Aufgabenstellung
Übertrage diesen Satz aus dem Textauszug über Personalschlüssel in KiTas ins Englische: „Für diese Personalressourcen entsteht ein zusätzlicher jährlicher Finanzbedarf von rund 4,8 Milliarden Euro bundesweit.“

Textauszug
Die Personalschlüssel in deutschen KiTas sind von Bundesland zu Bundesland höchst unterschiedlich. Der Personalressourceneinsatz lag am 01.03.2015 in Gruppen für Kinder unter drei Jahren (Krippengruppen) bundesweit bei 1 : 4,3. Allerdings besteht ein deutliches Ost-West-Gefälle: Während in den ostdeutschen Krippengruppen eine Erzieherin durchschnittlich für 6,1 Kinder zuständig ist, liegt der Wert im Westen bei 3,6 Kindern. Ähnlich groß sind die Unterschiede auf Länderebene auch für Kinder ab drei Jahren. Statistisch liegt in dieser Altersgruppe der Personalschlüssel im Westen bei 1 : 8,6 und im Osten bei 1 : 12,3.

2. Qualitätsausbau: Was empfiehlt die Bertelmann Stiftung, damit alle KiTa-Kinder in Deutschland vergleichbare Bildungs- und Entwicklungschancen erhalten?

Damit allen Kindern unabhängig von ihrem Wohnort vergleichbare Bildungschancen geboten werden, empfiehlt die Bertelsmann Stiftung, bundesweit einheitliche Qualitätsstandards für die strukturellen Rahmenbedingungen der KiTas einzuführen. Als Qualitätsstandard für Personalschlüssel schlägt sie bei der Betreuung von Kindern unter drei Jahren den Wert 1 : 3 sowie für die Altersgruppe der Kindergartenkinder (Kinder ab drei Jahren bis zur Einschulung) den Wert 1 : 7,5 vor. Neben bundeseinheitlichen Standards für Personalschlüssel (differenziert nach den Anteilen für die mittelbare pädagogische Arbeitszeit sowie die Fachkraft-Kind-Relation) sollten auch Zeitbudgets für Leitungsaufgaben sowie Qualitätskriterien für Fort- und Weiterbildungen, Fach-/Praxisberatung sowie Mittagsverpflegung festgelegt werden.

3. Zusätzlicher Personal- und Finanzbedarf: Wie viel zusätzliches pädagogisches Personal ist erforderlich, um die Personalschlüsselempfehlungen der Bertelsmann Stiftung bundesweit umzusetzen, und welche zusätzlichen Personalkosten entstehen?

Nach Abschätzungen der Bertelsmann Stiftung sind zusätzlich rund 107.000 Fachkräfte (Vollzeitkräfte) erforderlich, um die empfohlenen Personalschlüssel umzusetzen. Für diese Personalressourcen entsteht ein zusätzlicher jährlicher Finanzbedarf von rund 4,8 Milliarden Euro bundesweit. Die Personalkosten sind auf der Grundlage des TVöD SuE (Tarifvertrag für den öffentlichen Dienst – Sozial- und Erziehungsdienst) berechnet worden und nehmen für jedes Bundesland eine Verteilung der Qualifikationsniveaus an, wie sie gegenwärtig bei dem bereits beschäftigten pädagogischen Personal besteht. 

4. Finanzbedarf insgesamt: Wie hoch sind die jährlichen Personalkosten insgesamt, wenn die pädagogischen Personalschlüssel bundesweit gemäß den Empfehlungen der Bertelsmann Stiftung umgesetzt würden?

Vorliegende Daten
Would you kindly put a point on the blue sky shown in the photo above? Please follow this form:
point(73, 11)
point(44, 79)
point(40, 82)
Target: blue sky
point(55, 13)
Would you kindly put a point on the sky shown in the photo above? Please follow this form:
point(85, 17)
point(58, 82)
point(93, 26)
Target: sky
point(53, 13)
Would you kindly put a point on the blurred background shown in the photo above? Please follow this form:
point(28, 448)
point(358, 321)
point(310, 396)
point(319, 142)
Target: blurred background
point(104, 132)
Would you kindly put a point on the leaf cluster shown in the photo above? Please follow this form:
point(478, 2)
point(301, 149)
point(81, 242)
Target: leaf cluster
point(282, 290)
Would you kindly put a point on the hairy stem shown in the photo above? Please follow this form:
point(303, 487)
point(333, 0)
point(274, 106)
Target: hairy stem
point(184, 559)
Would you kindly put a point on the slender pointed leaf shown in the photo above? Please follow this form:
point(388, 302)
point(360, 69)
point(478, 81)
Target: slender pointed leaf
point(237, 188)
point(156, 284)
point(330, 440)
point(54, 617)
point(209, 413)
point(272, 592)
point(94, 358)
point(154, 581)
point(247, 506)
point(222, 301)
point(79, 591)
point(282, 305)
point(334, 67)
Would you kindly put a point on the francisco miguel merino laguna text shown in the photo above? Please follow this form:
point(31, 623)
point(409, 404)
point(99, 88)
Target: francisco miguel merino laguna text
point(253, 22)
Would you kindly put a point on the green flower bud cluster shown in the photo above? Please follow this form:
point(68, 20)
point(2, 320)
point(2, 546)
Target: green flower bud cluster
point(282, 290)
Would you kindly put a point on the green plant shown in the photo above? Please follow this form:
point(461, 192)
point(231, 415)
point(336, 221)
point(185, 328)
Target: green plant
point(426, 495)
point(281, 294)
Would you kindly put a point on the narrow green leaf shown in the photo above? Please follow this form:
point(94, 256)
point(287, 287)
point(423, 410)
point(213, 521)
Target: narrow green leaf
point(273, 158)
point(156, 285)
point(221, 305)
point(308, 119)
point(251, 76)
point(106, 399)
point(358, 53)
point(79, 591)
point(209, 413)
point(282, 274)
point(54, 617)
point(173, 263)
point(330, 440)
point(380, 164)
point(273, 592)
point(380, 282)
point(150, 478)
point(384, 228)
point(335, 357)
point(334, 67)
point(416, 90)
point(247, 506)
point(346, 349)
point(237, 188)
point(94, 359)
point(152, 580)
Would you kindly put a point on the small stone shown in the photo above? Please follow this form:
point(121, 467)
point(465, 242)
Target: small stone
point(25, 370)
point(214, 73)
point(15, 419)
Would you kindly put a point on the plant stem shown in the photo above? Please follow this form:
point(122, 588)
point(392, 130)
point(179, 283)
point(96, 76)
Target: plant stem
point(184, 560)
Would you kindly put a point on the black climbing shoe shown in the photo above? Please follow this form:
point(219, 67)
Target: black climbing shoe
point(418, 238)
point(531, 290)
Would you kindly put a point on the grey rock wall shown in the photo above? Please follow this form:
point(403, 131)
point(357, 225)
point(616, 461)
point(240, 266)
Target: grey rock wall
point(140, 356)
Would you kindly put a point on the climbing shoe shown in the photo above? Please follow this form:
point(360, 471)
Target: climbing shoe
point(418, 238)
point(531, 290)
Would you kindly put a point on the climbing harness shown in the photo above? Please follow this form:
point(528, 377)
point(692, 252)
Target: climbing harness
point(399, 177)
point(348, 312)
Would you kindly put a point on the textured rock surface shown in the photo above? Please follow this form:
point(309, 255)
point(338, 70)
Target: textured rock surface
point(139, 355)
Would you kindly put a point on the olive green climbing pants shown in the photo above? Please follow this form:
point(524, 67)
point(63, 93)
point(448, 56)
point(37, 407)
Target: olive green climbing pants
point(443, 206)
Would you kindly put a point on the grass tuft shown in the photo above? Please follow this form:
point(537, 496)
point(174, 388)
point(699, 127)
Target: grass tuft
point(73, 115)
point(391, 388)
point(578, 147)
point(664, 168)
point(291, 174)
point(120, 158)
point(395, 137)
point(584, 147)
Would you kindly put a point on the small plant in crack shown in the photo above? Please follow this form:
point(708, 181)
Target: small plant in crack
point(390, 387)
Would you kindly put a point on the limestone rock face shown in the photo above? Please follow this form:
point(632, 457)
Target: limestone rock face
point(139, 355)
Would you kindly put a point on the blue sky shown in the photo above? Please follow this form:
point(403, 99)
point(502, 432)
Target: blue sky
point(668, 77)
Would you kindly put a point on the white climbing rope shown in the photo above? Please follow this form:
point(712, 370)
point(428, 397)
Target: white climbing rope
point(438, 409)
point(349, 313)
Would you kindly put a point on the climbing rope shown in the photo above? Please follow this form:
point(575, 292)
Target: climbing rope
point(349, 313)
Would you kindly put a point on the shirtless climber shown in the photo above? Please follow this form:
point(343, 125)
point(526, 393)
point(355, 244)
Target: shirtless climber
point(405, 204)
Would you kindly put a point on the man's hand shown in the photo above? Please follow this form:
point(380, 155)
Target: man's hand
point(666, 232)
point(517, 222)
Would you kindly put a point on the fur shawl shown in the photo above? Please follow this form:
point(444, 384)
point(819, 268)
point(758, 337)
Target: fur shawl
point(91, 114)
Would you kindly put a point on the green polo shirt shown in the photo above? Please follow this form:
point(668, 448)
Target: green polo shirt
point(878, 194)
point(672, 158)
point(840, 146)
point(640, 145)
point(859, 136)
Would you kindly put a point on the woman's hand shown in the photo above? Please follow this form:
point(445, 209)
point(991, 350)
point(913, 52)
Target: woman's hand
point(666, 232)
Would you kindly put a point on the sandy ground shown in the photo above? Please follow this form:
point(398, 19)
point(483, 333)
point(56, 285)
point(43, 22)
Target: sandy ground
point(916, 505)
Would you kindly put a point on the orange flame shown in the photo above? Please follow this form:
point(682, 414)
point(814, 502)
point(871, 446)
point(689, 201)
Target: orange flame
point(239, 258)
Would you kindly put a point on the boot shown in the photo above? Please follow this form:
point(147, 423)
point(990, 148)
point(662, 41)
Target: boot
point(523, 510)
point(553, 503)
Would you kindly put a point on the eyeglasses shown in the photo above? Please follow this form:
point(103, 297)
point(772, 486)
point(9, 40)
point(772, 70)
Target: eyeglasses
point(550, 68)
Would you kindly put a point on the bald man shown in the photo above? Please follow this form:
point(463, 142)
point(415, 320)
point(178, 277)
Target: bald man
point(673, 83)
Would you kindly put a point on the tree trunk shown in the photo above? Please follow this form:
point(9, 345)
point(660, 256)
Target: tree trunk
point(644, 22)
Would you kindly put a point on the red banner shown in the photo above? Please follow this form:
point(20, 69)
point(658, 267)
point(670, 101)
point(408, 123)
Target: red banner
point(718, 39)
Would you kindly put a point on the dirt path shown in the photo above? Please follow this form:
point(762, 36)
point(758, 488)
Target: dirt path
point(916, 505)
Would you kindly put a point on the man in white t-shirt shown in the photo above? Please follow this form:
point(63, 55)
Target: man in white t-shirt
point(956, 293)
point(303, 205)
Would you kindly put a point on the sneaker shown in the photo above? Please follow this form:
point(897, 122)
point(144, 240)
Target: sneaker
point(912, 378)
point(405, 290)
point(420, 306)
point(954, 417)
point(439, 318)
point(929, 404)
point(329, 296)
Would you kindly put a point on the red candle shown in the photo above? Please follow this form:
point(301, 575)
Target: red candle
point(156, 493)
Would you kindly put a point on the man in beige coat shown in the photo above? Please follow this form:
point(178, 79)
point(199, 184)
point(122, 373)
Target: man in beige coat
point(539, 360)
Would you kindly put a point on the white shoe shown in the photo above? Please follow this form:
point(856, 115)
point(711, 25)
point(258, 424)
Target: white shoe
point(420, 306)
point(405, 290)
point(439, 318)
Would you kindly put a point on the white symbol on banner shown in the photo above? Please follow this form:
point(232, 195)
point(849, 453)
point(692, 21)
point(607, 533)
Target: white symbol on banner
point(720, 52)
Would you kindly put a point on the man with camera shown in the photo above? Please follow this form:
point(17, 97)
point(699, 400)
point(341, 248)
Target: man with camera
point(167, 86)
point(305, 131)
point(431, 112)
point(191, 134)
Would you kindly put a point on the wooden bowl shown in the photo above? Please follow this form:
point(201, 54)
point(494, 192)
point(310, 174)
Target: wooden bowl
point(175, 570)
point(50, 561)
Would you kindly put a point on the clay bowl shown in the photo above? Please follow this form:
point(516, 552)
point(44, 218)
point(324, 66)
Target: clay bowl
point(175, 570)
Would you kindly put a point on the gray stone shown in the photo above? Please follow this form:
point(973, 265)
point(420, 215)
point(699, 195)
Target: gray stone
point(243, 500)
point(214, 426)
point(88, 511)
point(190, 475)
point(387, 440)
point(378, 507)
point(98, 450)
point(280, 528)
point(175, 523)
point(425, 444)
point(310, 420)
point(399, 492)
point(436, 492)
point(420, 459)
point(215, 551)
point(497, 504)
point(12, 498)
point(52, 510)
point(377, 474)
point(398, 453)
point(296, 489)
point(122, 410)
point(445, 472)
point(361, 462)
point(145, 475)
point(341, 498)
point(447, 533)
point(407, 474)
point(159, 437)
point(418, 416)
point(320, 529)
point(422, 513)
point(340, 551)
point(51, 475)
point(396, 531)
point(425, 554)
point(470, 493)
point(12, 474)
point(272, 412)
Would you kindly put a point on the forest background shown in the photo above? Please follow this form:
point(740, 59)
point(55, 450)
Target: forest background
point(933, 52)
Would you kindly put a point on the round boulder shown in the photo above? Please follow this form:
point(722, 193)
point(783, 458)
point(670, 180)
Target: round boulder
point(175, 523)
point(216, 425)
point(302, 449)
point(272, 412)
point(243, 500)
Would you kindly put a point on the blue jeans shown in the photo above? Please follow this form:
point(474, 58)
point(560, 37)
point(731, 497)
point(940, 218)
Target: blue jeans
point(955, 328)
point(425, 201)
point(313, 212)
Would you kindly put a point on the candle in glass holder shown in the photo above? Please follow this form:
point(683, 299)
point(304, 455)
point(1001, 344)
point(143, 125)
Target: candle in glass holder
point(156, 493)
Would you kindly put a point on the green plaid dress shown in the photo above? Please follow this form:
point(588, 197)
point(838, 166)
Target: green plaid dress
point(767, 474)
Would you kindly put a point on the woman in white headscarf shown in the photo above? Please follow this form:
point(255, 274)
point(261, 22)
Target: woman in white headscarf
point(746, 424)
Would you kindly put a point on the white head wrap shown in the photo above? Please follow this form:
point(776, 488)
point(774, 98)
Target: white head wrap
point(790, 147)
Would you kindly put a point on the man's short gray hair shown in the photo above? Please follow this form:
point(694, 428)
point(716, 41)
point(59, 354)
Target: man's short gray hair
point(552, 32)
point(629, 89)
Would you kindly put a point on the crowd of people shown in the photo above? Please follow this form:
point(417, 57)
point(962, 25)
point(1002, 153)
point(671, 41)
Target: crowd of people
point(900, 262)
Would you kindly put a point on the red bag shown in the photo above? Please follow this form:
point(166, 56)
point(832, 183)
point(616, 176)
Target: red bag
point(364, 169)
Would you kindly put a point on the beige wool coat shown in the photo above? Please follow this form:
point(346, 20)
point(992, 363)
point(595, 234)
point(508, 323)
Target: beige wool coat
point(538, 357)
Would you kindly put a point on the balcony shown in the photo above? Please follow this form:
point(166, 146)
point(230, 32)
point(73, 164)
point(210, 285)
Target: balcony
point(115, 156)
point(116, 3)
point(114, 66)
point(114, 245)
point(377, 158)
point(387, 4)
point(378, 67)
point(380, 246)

Lösung
These staffing resources give rise to an additional annual funding requirement of around 4.8 billion euros nationwide.